Assignment
Could you write the entries out again, exactly as they are?

Material provided
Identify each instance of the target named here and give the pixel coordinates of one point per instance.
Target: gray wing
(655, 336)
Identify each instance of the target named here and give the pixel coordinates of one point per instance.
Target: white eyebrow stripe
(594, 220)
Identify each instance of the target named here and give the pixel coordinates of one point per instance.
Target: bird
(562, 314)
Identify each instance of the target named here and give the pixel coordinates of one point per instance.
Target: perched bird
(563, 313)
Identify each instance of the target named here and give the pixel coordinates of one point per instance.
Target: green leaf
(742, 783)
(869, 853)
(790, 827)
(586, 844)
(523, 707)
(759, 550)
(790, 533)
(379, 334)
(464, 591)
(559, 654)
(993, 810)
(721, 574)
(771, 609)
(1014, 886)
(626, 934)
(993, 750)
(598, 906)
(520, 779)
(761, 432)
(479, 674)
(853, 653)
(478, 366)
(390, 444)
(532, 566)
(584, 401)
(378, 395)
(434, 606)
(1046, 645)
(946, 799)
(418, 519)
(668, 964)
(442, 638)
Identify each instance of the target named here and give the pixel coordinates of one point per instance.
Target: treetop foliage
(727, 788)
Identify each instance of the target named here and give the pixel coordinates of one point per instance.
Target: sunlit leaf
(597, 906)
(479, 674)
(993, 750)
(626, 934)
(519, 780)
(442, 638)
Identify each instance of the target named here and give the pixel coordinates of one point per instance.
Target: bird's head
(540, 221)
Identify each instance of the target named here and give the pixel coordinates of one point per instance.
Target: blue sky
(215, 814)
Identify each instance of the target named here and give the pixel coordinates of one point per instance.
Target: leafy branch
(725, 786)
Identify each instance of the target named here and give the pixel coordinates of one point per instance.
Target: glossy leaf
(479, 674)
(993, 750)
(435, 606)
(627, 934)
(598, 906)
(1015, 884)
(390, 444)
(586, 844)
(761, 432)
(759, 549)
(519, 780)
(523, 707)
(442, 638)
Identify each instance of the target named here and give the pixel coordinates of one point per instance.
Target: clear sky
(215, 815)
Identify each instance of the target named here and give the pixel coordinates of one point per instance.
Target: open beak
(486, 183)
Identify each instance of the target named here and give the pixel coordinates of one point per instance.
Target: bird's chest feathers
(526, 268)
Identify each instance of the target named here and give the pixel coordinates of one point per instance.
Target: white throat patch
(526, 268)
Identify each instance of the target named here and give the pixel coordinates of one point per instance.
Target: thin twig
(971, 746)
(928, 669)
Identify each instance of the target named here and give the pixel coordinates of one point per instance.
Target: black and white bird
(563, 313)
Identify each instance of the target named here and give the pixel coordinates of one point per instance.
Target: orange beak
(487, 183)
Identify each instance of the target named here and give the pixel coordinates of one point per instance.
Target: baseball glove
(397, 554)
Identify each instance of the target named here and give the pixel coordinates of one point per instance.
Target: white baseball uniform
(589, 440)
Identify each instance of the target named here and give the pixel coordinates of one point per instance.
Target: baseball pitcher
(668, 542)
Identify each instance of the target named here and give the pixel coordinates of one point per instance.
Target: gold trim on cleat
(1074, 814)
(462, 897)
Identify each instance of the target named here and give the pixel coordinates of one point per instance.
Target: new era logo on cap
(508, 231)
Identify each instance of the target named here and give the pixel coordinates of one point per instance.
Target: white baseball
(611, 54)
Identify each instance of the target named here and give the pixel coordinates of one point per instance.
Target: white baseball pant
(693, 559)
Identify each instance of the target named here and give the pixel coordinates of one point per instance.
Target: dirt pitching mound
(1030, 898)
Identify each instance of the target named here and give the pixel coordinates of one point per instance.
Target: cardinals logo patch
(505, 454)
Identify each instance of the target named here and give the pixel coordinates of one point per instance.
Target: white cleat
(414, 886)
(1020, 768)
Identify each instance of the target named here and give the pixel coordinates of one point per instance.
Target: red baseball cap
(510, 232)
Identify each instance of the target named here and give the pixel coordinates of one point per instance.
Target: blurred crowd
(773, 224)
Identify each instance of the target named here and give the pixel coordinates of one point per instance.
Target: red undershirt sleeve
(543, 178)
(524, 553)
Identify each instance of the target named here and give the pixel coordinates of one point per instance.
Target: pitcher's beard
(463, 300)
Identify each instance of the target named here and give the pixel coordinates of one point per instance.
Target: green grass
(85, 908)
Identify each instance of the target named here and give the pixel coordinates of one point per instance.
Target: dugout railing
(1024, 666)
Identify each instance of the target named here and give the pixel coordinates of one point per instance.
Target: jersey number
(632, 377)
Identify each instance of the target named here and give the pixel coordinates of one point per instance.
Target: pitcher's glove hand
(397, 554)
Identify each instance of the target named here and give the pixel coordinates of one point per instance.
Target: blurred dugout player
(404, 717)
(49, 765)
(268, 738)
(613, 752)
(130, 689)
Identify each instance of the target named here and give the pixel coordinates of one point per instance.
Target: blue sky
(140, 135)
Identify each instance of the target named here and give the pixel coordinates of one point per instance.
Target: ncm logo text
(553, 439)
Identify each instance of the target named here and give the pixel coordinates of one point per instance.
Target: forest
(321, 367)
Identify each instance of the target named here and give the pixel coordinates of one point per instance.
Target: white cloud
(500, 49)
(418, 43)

Solution for this exercise
Identify each instance of the target named here and give the pixel coordinates of one point per instance.
Target: gray wing
(655, 336)
Identify each instance of the target named here and give the pixel coordinates of one point per instance.
Target: white eyebrow stripe
(594, 220)
Identify each instance of the target named here and give the pixel coordinates of one point per instance.
Target: bird
(562, 314)
Identify each instance of the target named here and give the pixel coordinates of one point per instance.
Target: perched bird
(563, 313)
Identify each instance of the target named here and give the pixel coordinates of one point per instance.
Target: green leaf
(742, 783)
(869, 853)
(790, 827)
(586, 844)
(523, 707)
(759, 550)
(790, 533)
(379, 334)
(464, 591)
(559, 654)
(993, 810)
(721, 574)
(771, 609)
(1014, 886)
(626, 934)
(993, 750)
(598, 906)
(520, 779)
(761, 432)
(479, 674)
(853, 653)
(478, 366)
(390, 444)
(532, 566)
(584, 401)
(378, 395)
(434, 606)
(1046, 645)
(946, 799)
(418, 519)
(668, 964)
(442, 638)
Identify each instance of the target named here and give the pixel coordinates of one point per instance.
Target: treetop foliage
(727, 788)
Identify each instance of the target named here and give the pixel coordinates of one point per instance.
Target: sunlit leaf
(597, 906)
(479, 674)
(993, 750)
(626, 934)
(519, 780)
(442, 638)
Identify each instance of the target named here and give the pixel coordinates of one point per instance.
Target: bird's head
(540, 221)
Identify each instance of the target named here and give the pixel coordinates of one point per instance.
Target: blue sky
(215, 814)
Identify each instance of the target named here and give the pixel coordinates of one point per instance.
Target: leafy branch
(725, 786)
Identify each instance of the target named here and give the pixel coordinates of one point per instance.
Target: glossy leaf
(479, 674)
(993, 750)
(435, 606)
(627, 934)
(598, 906)
(1015, 884)
(390, 444)
(586, 844)
(761, 432)
(759, 549)
(519, 780)
(523, 707)
(442, 638)
Identify each instance of the target named here and give the pixel coordinates of one point per instance.
Target: clear sky
(215, 815)
Identify each instance of the target named here and give the pixel coordinates of one point per instance.
Target: open beak
(486, 183)
Identify each instance of the target named here and give the pixel coordinates of one point per instance.
Target: bird's chest feathers
(526, 268)
Identify each instance of the target named here and give the pixel coordinates of one point per instance.
Target: white throat patch
(526, 268)
Identify each instance of the target named here and give the pixel coordinates of one point per instance.
Target: thin twig
(971, 746)
(928, 669)
Identify each instance of the target named here and give the pixel coordinates of one point per instance.
Target: black and white bird
(563, 313)
Identify each instance of the target named here and give the pixel coordinates of one point per instance.
Target: orange beak
(487, 183)
Identify each instance of the target named here and give the pixel coordinates of one point per instance.
Target: baseball glove
(397, 554)
Identify each instance of the target named here and give the pixel coordinates of one point per instance.
Target: white baseball uniform
(589, 440)
Identify each instance of the target named here and give the pixel coordinates of one point per instance.
Target: baseball pitcher
(668, 542)
Identify each instance of the target named here and give the pixel coordinates of one point per instance.
Target: gold trim on cleat
(1074, 814)
(462, 897)
Identify each instance of the target named here and give the pixel coordinates of one point per instance.
Target: new era logo on cap
(508, 231)
Identify each instance of the target named here and give the pixel coordinates of one point per instance.
Target: white baseball
(611, 54)
Identify each instance of the target named here and give the pixel coordinates of one point per instance.
Target: white baseball pant
(693, 559)
Identify each instance of the target named here and give the pixel coordinates of one point per instance.
Target: dirt pitching mound
(1030, 898)
Identify each instance of the target named here and give the pixel coordinates of one point per instance.
Target: cardinals logo patch
(505, 454)
Identify each instance of the target named here and give the pixel coordinates of one point per instance.
Target: white cleat
(414, 886)
(1020, 768)
Identify each instance of the target named here and give the pixel coordinates of one point per instance.
Target: red baseball cap
(510, 232)
Identify each instance of the target named here and give the pixel coordinates of one point per instance.
Target: blurred crowd
(773, 224)
Identify each instance of the target named here and give the pixel coordinates of one point per instance.
Target: red undershirt sleeve
(543, 178)
(524, 553)
Identify each instance of the target named here and give the pixel coordinates of one point per instance.
Target: pitcher's beard
(463, 300)
Identify each instance of the target named here and give the pixel coordinates of one point per instance.
Target: green grass
(85, 908)
Identify each instance of the target named here and give the pixel coordinates of one point per instance.
Target: dugout railing
(1024, 666)
Identify each instance of the target named here and give the pixel coordinates of one point per instance.
Target: jersey number
(632, 377)
Identify each instance of the target named here and give the pixel coordinates of one point per instance.
Target: pitcher's glove hand
(397, 554)
Identify each instance of the target named here and give the pixel coordinates of one point per instance.
Target: blurred dugout player
(404, 717)
(49, 765)
(268, 738)
(613, 752)
(130, 689)
Identify each instance of the target named here and give the pixel coordinates of one point per instance.
Target: blue sky
(140, 135)
Identify each instance of the target named here and give the pixel coordinates of one point per instance.
Target: ncm logo text
(553, 439)
Identify each instance of the target named here and give the pixel coordinates of one point per instance.
Target: forest
(321, 367)
Identify each instance of the target named here and give the pixel coordinates of one point per instance.
Target: white cloud
(500, 49)
(418, 43)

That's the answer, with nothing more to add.